_Goal of the exercise_.
The task calls for each line of the records below in which the word "Expected" appears.

**** Records shown

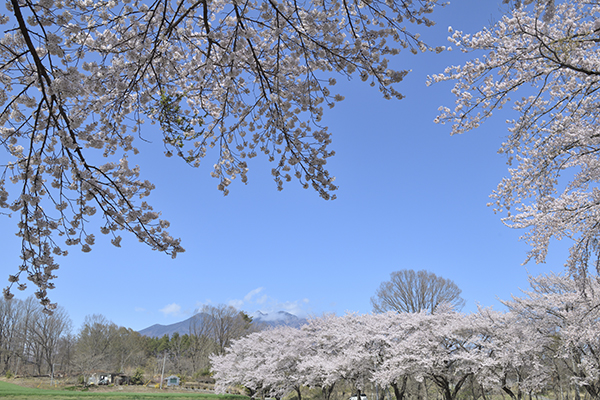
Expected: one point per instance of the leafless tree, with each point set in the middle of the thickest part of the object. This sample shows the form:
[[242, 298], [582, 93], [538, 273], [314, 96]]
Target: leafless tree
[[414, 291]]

********
**** Records shown

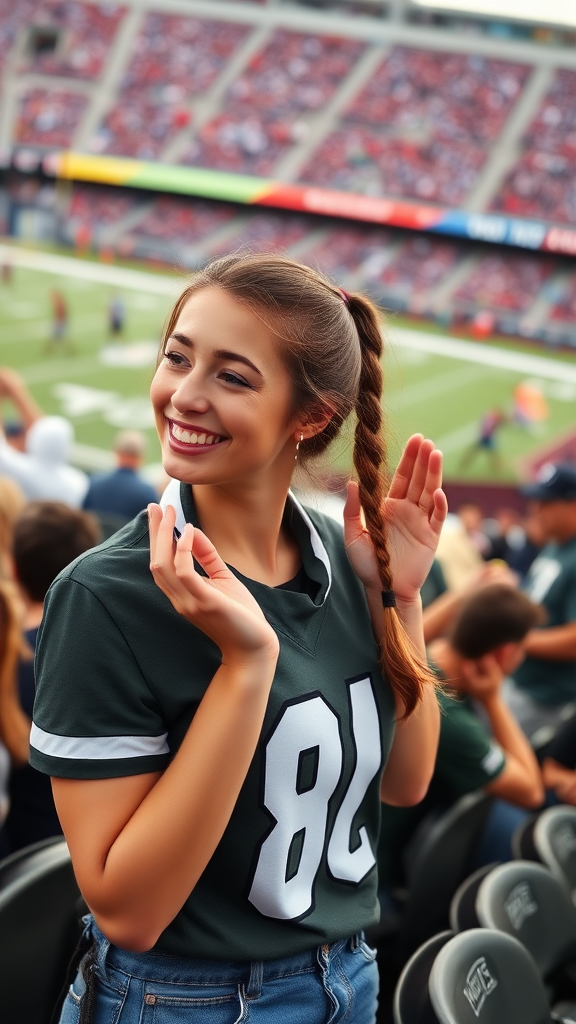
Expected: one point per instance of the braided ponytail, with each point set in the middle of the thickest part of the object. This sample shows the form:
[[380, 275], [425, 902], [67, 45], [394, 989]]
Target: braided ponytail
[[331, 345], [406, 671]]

********
**** Records shown

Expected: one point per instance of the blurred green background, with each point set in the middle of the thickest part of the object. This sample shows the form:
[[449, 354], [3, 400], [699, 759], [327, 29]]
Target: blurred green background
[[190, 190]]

********

_Exercise result_.
Expected: one point per instance of the leafless tree, with each point set in the middle of the thickest part of the object. This sample shows the form:
Expected: one point per instance of the braided ponytail, with each point set in the middle of the thickest part of the object. This sample shows the form:
Expected: one point per instance of the blurred green background, with each point set in the middle of the thickest part of the object. This sample shows the form:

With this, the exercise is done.